_PASSAGE FOR REVIEW_.
◇ ◇ ◇

So sorry you feel so bad Paul, we can often feel we have life pretty much sorted when PsA knocks us completely off course and throws us under a truck!
You are now to see a specialist, which is the best possible thing you could be doing. There are some good threads on here about what to ask at appointments so might be worth a look.
This may sound harsh but if your partner wasn’t willing to even try to get to grips with what you are suffering then, well, you’re better off without her! But that’s just my opinion.
You are so right about P being a character builder when you go through your younger life with it, but this disease doesn’t have to destroy character, it may feel that way now but with the right help you will “leash the beast”.
You are allowed to feel bad mentally, this is not an easy road, and we all have different ways of grieving for the loss of our former selves, our freedom from pain, our loss of mobility, but you will get there in your own time in your own way.
Good luck
Paul, I love your positive attitude, even though you are hurting in so many ways. Your comment about having a new pet, and needing to leash it is priceless! Thanks! Yes, we are all trying to leash this beast.

◇ ◇ ◇

_SUPPLIED RECORDS_.

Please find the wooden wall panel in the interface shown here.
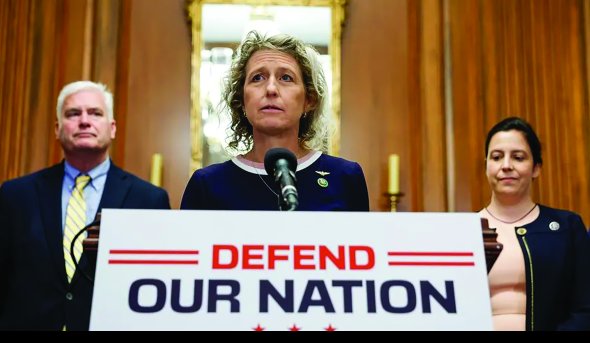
[449,0,590,222]
[340,0,414,211]
[0,0,590,222]
[124,0,191,208]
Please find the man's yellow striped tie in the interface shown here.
[63,175,90,282]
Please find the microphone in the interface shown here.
[264,148,299,211]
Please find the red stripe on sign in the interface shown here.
[387,251,473,256]
[110,250,199,255]
[109,260,199,264]
[389,262,475,267]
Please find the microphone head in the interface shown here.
[264,148,297,176]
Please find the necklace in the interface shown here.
[485,204,537,224]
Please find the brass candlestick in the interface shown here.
[385,192,404,212]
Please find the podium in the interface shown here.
[82,213,503,273]
[83,209,502,331]
[82,213,503,273]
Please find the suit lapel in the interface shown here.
[98,164,131,212]
[71,161,131,284]
[35,162,67,283]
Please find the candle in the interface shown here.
[150,154,162,187]
[389,154,399,194]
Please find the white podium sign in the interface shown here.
[90,210,492,331]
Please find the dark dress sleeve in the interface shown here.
[558,214,590,331]
[180,170,206,210]
[346,162,369,212]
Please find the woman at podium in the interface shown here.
[180,31,369,211]
[479,117,590,330]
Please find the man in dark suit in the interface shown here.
[0,81,170,330]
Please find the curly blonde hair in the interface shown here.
[222,31,328,152]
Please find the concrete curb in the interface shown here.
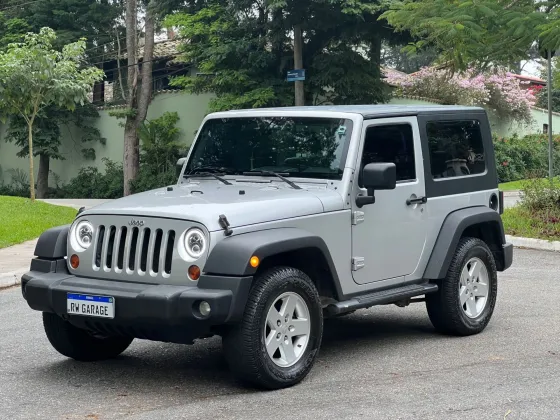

◇ ◇ ◇

_TASKS FOR THIS EXERCISE_.
[1] In the forum replies to Paul about psoriatic arthritis, which threads does the first reply suggest might be worth a look?
[2] Pick up the forum replies to Paul about psoriatic arthritis after their last sentence and continue them.

_ANSWERS TO EACH TASK_.
[1] Threads about what to ask at appointments.

[2]
In the Book Review section above, you will find a recommendation that I made. The Kindle version is a bargain. (If you don't have a kindle, you can download a free kindle reader for your pc.) It might be a good idea to do some research before you see the specialist in a couple of weeks. That way you can go armed with questions, and have an preview of what your treatment options might be.
Oh my. I know. I spent most of my day sleeping yesterday. I've never had to feel quite like this. My family doesn't understand what I'm going through. I was up to 6 advil a day when the Rheumy told me I couldn't continue that way. Now I take 4 different medications plus trying to fit vitamins in between, which is a juggling act. I try to ensure I get a lot of them by changing my diet.
This is a frustrating disease and exhausting....on top of the pain, I've started a new job which is another stress but things are looking up. They will for you too. Trying to find the meds that work is tough. I'm still working on that too.
Welcome Paul! Onset sucks. You're definitely on the right track with dr's, etc. Hang in there!
If your partner won't support you during the hard times, you are probably better off without them. The stress of a bad relationship can make thing worse.
Relationships CAN thrive in spite of PsA. I've been married 19 years, and have had PsA since well before we met. You have a lot to give to a relationship, in spite of your struggles. Remember that.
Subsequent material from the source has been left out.